=== The problem ===
Copy the lines from the one containing "Every instance of the clear" through the end of the lines, changing "clear ocean water" to "transparent seawater" and leaving everything else as it is.

=== Dataset extract ===
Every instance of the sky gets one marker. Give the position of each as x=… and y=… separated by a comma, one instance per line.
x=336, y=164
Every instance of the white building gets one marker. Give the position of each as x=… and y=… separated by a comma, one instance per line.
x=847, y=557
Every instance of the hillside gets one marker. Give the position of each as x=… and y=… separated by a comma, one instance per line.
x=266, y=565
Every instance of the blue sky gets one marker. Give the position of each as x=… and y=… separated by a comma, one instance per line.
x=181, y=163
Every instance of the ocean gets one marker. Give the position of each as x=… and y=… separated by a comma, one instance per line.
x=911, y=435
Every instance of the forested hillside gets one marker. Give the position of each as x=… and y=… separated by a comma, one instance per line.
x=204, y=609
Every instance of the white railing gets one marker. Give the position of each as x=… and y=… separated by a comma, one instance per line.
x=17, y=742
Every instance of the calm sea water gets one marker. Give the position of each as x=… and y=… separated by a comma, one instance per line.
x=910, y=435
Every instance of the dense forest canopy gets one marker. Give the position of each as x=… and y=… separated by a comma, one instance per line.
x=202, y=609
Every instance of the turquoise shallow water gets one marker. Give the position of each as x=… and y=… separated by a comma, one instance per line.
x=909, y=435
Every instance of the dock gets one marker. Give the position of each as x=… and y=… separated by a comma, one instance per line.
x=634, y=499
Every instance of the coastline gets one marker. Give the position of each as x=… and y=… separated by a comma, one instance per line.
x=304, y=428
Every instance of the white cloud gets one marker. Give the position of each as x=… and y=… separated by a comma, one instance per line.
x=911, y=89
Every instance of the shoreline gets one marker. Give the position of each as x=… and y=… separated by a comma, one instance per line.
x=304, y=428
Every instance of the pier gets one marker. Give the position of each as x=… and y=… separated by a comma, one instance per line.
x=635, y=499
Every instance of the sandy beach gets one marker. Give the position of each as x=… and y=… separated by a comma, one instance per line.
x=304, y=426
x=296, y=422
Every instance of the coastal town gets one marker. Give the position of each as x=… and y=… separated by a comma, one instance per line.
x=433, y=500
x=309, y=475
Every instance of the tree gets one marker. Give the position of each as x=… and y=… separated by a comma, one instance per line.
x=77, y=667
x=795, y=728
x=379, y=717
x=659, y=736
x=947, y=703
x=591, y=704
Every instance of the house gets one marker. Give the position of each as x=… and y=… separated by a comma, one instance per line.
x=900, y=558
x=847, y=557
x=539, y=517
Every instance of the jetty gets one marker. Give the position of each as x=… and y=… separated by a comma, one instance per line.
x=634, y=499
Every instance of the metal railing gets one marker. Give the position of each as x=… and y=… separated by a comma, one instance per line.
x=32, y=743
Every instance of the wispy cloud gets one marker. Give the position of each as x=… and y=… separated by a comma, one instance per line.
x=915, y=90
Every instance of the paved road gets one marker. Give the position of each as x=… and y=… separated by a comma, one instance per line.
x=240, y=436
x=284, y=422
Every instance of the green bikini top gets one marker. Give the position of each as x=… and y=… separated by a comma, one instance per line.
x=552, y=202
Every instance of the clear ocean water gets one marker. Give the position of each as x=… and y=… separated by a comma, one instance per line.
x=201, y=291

=== Final result ===
Every instance of the transparent seawater gets one marker. Give the position of each as x=… and y=… separated by a comma, one instance per line.
x=201, y=291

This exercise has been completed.